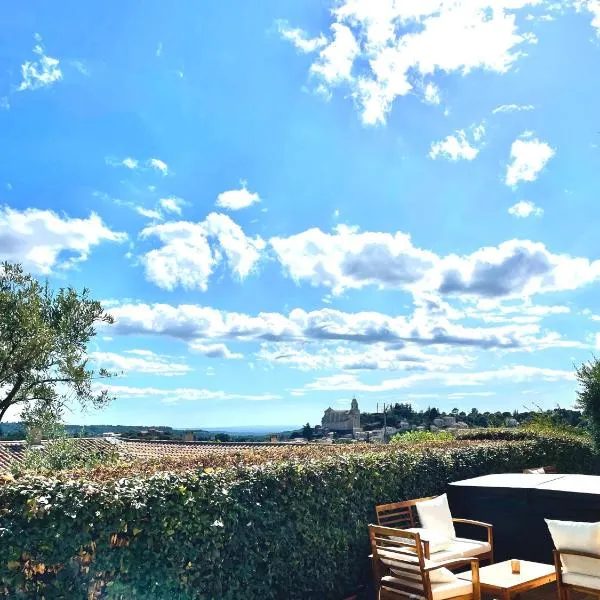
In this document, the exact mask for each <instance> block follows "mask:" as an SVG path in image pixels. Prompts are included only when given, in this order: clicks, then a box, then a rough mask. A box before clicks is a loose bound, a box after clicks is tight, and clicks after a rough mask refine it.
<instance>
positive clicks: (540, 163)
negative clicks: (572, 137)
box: [505, 132, 555, 187]
mask: <svg viewBox="0 0 600 600" xmlns="http://www.w3.org/2000/svg"><path fill="white" fill-rule="evenodd" d="M554 154H555V150H554V148H552V147H551V146H550V145H549V144H547V143H546V142H541V141H540V140H538V139H537V138H534V137H532V134H531V133H530V132H527V133H525V134H523V136H521V138H520V139H518V140H515V141H514V142H513V144H512V147H511V149H510V157H511V159H512V162H511V163H510V164H509V165H508V167H507V170H506V180H505V181H506V185H509V186H511V187H514V186H516V185H518V184H519V182H521V181H526V182H531V181H535V180H536V179H537V177H538V175H539V174H540V172H541V171H542V170H543V168H544V167H545V166H546V164H547V163H548V161H549V160H550V159H551V158H552V157H553V156H554Z"/></svg>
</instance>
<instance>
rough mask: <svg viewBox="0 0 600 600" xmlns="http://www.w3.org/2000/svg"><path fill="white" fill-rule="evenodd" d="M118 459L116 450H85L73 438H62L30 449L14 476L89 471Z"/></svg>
mask: <svg viewBox="0 0 600 600" xmlns="http://www.w3.org/2000/svg"><path fill="white" fill-rule="evenodd" d="M118 459H119V454H118V452H117V451H116V450H114V451H113V452H106V451H105V450H98V449H95V448H86V449H84V448H82V447H81V445H80V444H77V443H76V441H75V440H74V439H73V438H68V437H65V436H61V437H57V438H55V439H53V440H49V441H47V442H46V443H45V444H44V446H43V447H41V448H37V447H34V448H28V449H27V451H26V454H25V459H24V460H23V463H22V464H20V465H15V467H14V468H13V475H15V476H19V475H20V474H21V473H23V472H25V471H29V472H33V473H38V474H52V473H54V472H56V471H60V470H64V469H78V468H80V469H81V468H84V469H88V468H92V467H96V466H98V465H103V464H108V463H112V462H116V461H117V460H118Z"/></svg>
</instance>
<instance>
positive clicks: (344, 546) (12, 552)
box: [0, 436, 599, 600]
mask: <svg viewBox="0 0 600 600" xmlns="http://www.w3.org/2000/svg"><path fill="white" fill-rule="evenodd" d="M284 450H285V449H284ZM297 450H298V449H290V456H292V458H289V459H288V460H280V461H273V460H271V459H265V457H269V456H271V457H272V456H273V455H274V454H273V453H272V454H269V453H262V454H261V453H260V452H257V456H260V458H257V459H256V462H262V464H255V465H249V466H233V467H227V468H223V469H213V468H210V467H209V468H205V469H197V470H195V471H186V472H171V473H156V474H154V475H151V476H144V475H138V476H135V477H129V478H121V479H108V480H102V478H101V477H98V479H100V480H99V481H94V480H91V479H87V480H86V479H71V478H70V477H68V476H62V475H61V476H60V477H55V478H43V477H38V476H29V475H28V476H24V477H22V478H20V479H17V480H15V481H9V482H7V483H5V484H4V485H3V486H0V507H3V508H2V509H1V520H0V593H1V590H4V591H5V594H6V595H7V596H9V597H11V598H12V597H16V598H19V597H21V598H46V599H51V598H68V599H74V600H77V599H82V600H83V599H85V598H88V597H89V598H92V597H95V598H96V597H102V598H110V599H121V600H132V599H144V600H152V599H154V600H158V599H160V600H167V599H168V600H172V599H176V600H177V599H179V600H184V599H185V600H188V599H198V600H200V599H202V600H209V599H223V600H238V599H244V600H251V599H254V598H261V599H277V598H289V599H291V600H295V599H300V598H302V599H311V598H314V599H319V600H327V599H332V600H333V599H339V598H341V597H345V595H347V594H348V593H349V592H351V591H352V590H354V589H355V588H356V587H357V585H359V584H360V583H362V582H364V581H365V580H366V579H367V577H368V571H369V564H368V558H367V557H368V554H369V548H368V535H367V524H368V523H369V522H372V521H373V520H374V507H375V505H376V504H379V503H384V502H392V501H396V500H402V499H406V498H415V497H422V496H427V495H432V494H436V493H440V492H443V491H444V489H445V487H446V485H447V484H448V482H450V481H455V480H459V479H464V478H468V477H475V476H478V475H483V474H486V473H500V472H515V471H521V469H523V468H525V467H530V466H538V465H539V464H550V463H552V464H556V465H557V466H558V468H559V469H560V470H562V471H571V472H599V471H598V464H597V461H596V456H595V455H594V454H593V452H592V446H591V443H589V442H587V441H585V440H581V439H576V438H571V437H568V436H538V437H537V438H535V439H532V440H526V441H518V442H514V441H510V442H489V441H488V442H470V441H462V442H461V441H459V442H431V443H428V444H427V445H419V446H414V447H405V446H402V445H400V446H396V445H394V446H391V447H385V448H384V449H383V450H381V451H370V450H369V449H365V447H362V448H360V449H356V448H355V447H352V446H350V447H341V448H340V449H339V450H333V451H332V452H331V455H329V456H327V455H326V453H325V450H324V449H321V448H315V449H314V450H313V452H314V458H311V454H310V452H311V450H310V449H306V450H305V449H301V450H302V452H303V454H302V458H297V457H293V453H295V452H296V451H297ZM279 456H280V457H281V456H283V454H281V453H279ZM94 473H98V471H94Z"/></svg>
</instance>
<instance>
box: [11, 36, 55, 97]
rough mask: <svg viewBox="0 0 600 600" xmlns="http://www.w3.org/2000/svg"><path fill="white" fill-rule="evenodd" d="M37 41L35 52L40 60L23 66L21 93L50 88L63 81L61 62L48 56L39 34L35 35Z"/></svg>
mask: <svg viewBox="0 0 600 600" xmlns="http://www.w3.org/2000/svg"><path fill="white" fill-rule="evenodd" d="M35 39H36V41H37V42H38V43H37V44H36V45H35V46H34V48H33V52H34V54H36V55H37V56H38V58H37V60H34V61H27V62H25V63H24V64H22V65H21V76H22V78H23V80H22V82H21V85H20V86H19V87H18V91H19V92H22V91H24V90H37V89H40V88H43V87H48V86H51V85H53V84H54V83H56V82H57V81H60V80H61V79H62V71H61V70H60V61H59V60H58V59H57V58H52V57H51V56H48V55H47V54H46V52H45V49H44V47H43V46H42V44H41V41H42V39H41V37H40V36H39V34H36V35H35Z"/></svg>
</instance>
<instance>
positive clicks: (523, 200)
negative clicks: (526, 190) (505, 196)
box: [508, 200, 544, 218]
mask: <svg viewBox="0 0 600 600" xmlns="http://www.w3.org/2000/svg"><path fill="white" fill-rule="evenodd" d="M508 212H509V214H511V215H513V216H514V217H519V218H526V217H530V216H532V215H533V216H534V217H541V216H542V215H543V214H544V209H543V208H540V207H539V206H536V205H535V204H534V203H533V202H529V200H521V201H520V202H517V203H516V204H514V205H513V206H511V207H510V208H509V209H508Z"/></svg>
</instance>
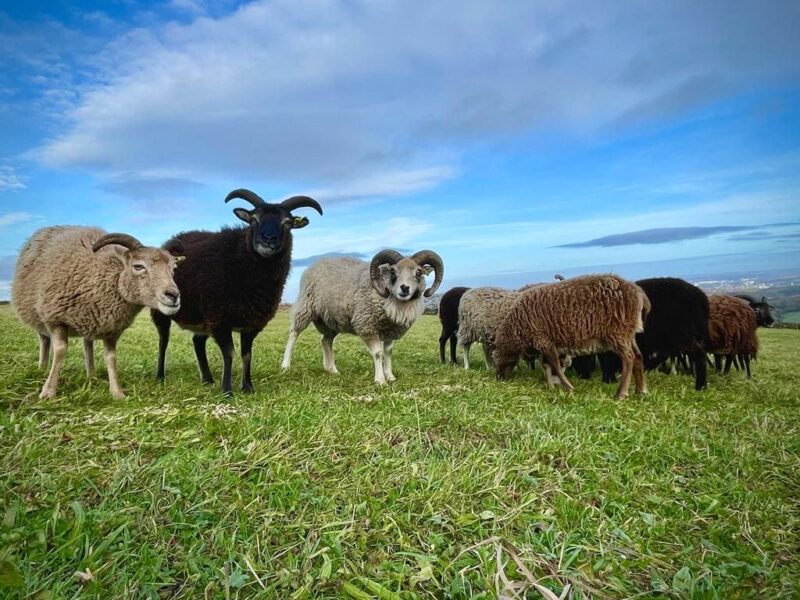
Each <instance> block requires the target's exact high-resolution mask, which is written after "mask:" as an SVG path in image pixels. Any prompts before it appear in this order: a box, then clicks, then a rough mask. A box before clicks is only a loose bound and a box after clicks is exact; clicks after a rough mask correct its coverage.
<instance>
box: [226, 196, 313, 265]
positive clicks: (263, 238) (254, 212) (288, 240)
mask: <svg viewBox="0 0 800 600" xmlns="http://www.w3.org/2000/svg"><path fill="white" fill-rule="evenodd" d="M233 214H235V215H236V216H237V217H239V218H240V219H241V220H242V221H244V222H245V223H247V224H248V225H249V226H250V236H249V237H250V243H251V244H252V248H253V252H255V253H256V254H258V255H259V256H261V257H262V258H272V257H273V256H279V255H281V254H282V253H283V252H284V251H285V250H286V247H287V245H288V243H289V240H291V237H292V234H291V231H292V229H299V228H301V227H305V226H306V225H308V219H307V218H306V217H294V216H292V214H291V213H290V212H289V211H288V210H285V209H283V208H282V207H280V205H274V204H264V205H262V206H258V207H256V209H255V210H247V209H246V208H237V209H234V211H233Z"/></svg>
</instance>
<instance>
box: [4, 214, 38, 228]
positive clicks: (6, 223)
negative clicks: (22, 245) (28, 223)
mask: <svg viewBox="0 0 800 600" xmlns="http://www.w3.org/2000/svg"><path fill="white" fill-rule="evenodd" d="M31 219H33V215H32V214H30V213H26V212H12V213H5V214H3V215H0V227H9V226H11V225H17V224H19V223H26V222H28V221H30V220H31Z"/></svg>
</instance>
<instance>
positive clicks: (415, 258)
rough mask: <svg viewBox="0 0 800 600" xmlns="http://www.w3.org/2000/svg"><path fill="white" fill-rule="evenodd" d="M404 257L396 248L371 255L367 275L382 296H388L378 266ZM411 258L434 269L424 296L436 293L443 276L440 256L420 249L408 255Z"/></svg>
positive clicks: (442, 272)
mask: <svg viewBox="0 0 800 600" xmlns="http://www.w3.org/2000/svg"><path fill="white" fill-rule="evenodd" d="M404 258H405V257H404V256H403V255H402V254H400V253H399V252H398V251H397V250H381V251H380V252H378V253H377V254H376V255H375V256H373V257H372V261H370V264H369V276H370V279H371V280H372V287H373V288H375V291H376V292H378V293H379V294H380V295H381V296H383V297H384V298H387V297H388V296H389V290H388V289H386V286H385V285H383V282H382V280H381V272H380V267H381V265H386V264H391V265H393V264H396V263H397V262H399V261H401V260H403V259H404ZM408 258H410V259H411V260H413V261H414V262H415V263H417V264H418V265H419V266H429V267H433V271H434V274H435V275H434V278H433V284H432V285H431V287H429V288H428V289H427V290H425V297H426V298H430V297H431V296H433V294H435V293H436V290H438V289H439V286H440V285H441V283H442V279H443V278H444V262H443V261H442V257H441V256H439V255H438V254H436V252H434V251H433V250H420V251H419V252H415V253H414V254H412V255H411V256H409V257H408Z"/></svg>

================================

Copy out each line of the records above that includes "order".

Solution for this problem —
In this document, the exact mask for each <instance> block follows "mask:" as an SVG path in image pixels. Prompts are included only when given, in this order: clicks, then a box, then a rough mask. A box before clicks is a loose bound, a box after clicks is tight, and clicks after a rough mask refine it.
Each <instance> block requires the target's exact high-resolution mask, which is written after "mask:" as an SVG path in image pixels. Any prompts before it appear in this order: a box, then clicks, then a rough mask. A box before clicks is only a loose bound and a box after clicks is exact; clicks after a rough mask correct its coverage.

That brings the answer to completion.